→ **YOUR TASKS**
A. Decide whether each statement agrees with the article on spiny lobster sounds. Answer yes or no and quote the words of the article that settle it: (i) The lobster's plectrum is made of soft tissue. (ii) The lobsters probably use their sounds to communicate with one another. (iii) The surface of the lobster's file is ridged.
B. Write the next part of the article on spiny lobster sounds, starting after its final sentence.

→ **QUOTED PASSAGE**
-=-=-
Lobsters Play Biological Violins

 



A Duke graduate student has discovered that spiny lobsters make sound using the biological equivalent of a violin—the first time such a mechanism has been found in nature. “Lots of people have tried to explain how these lobsters make sounds, and most of them were wrong,” says Sheila Patek, whose research is reported in a May issue of Nature. “We’ve never seen this before.”

Using an underwater microphone and tiny sensors attached to the lobster’s antennal muscles, Patek showed that when a lobster moves its antennae in a certain way, a nubbin of tissue called a plectrum rubs over a file near its eyes, creating frictional pulses of sound. Unlike crickets and other animals that produce sound by scraping a hard “pick” over a ridged “file,” a lobster’s plectrum is made of soft tissue, and the file’s surface is macroscopically smooth. So, although the sound they produce is hardly musical—it resembles a cross between a stick dragged across a washboard and a moist finger rubbed on a balloon—the underlying mechanism is similar to a violinist drawing a bow across the strings of her instrument.

FIddling around: scary music (diver underwater holding lobster)

Fiddling around: scary music.

Since lobsters cannot hear except at very close range, the sounds they make are probably not used to communicate with each other, Patek says. Instead, the sounds serve as a defense against predators, which may be startled long enough for the lobster to escape. “If you were reaching down to pick up a sandwich, and it squeaked, you might pause.”
-=-=-
→ **AVAILABLE DATA**
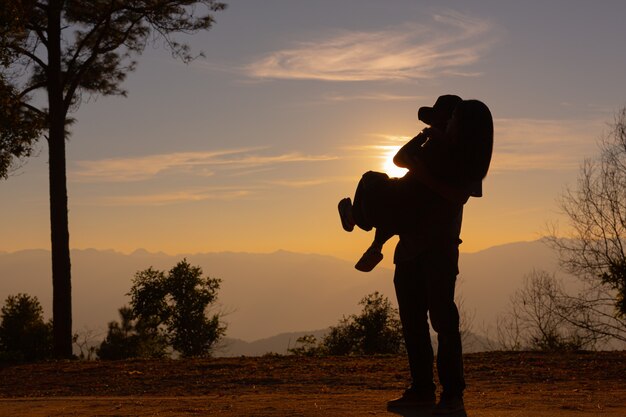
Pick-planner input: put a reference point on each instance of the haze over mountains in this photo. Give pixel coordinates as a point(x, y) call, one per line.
point(268, 294)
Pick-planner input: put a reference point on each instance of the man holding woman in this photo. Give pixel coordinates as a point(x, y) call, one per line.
point(425, 209)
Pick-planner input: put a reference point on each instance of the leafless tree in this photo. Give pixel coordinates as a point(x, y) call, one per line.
point(593, 247)
point(536, 319)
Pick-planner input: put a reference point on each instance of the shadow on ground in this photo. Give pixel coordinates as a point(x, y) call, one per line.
point(423, 413)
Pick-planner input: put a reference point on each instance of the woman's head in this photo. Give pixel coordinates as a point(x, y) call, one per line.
point(471, 128)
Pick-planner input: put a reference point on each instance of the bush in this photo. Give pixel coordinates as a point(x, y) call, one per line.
point(24, 336)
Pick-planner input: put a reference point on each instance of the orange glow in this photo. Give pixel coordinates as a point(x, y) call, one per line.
point(388, 166)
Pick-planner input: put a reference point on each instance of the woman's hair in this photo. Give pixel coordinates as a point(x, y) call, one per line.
point(475, 141)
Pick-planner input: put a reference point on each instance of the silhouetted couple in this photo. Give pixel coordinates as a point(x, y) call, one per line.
point(447, 162)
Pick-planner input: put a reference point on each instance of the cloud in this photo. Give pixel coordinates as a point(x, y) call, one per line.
point(235, 161)
point(526, 144)
point(372, 97)
point(174, 197)
point(449, 43)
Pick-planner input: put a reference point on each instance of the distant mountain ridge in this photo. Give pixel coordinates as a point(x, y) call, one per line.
point(267, 294)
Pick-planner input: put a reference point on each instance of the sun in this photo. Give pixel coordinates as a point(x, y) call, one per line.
point(388, 166)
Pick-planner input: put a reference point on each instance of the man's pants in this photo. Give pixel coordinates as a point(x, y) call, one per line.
point(425, 287)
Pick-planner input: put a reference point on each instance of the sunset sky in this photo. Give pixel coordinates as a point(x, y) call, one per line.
point(251, 148)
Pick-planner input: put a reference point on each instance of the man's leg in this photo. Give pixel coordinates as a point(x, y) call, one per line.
point(444, 316)
point(412, 304)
-=-=-
→ **ANSWERS TO THE EXERCISES**
A.
(i) Yes: "a lobster’s plectrum is made of soft tissue"
(ii) No: "the sounds they make are probably not used to communicate with each other"
(iii) No: "the file’s surface is macroscopically smooth"

B.
Sound-based defense mechanisms are relatively common in nature, Patek says, but the lobster’s is unusual from an evolutionary as well as a structural standpoint. Not all lobsters are noisy—only certain species in the Palinuridae, or spiny lobster, family. These lobsters bear little resemblance to the docile creatures found in supermarket tanks: Aside from their mottled coloring, their most striking characteristic is a pair of long, stiff, spine-encrusted antennae, and several faded scratches on Patek’s arms bear witness to the antennae’s effectiveness as defensive tools.

During the molting period, the spiny lobsters’ antennae and shell are too soft to protect them against predators. Instead, the lobsters must rely on scare tactics—sound
—to drive away predators like sharks, grouper, and triggerfish. A sound-producing mechanism that relied upon hard surfaces would be of little use during this vulnerable stage. This suggests that the lobsters’ soft-tissue-based sound structures are an evolutionary response to predation, says Patek.

“Organisms face many mechanical problems. In this case, lobsters are able to make sound without relying on hard parts, and therefore they can make sound when their exoskeleton is softened and they are most vulnerable to predation.”

Patek says future research might turn up other examples of animals using the same violin-like “stick-and-slip” method to produce sound. She adds that she hopes her research will spur others to investigate sound-producing mechanisms and their evolutionary
history. Patek’s own future includes a three-year postdoctoral Miller Fellowship at UC-Berkeley, where she intends to study the evolution of signals and communication in mantis shrimp.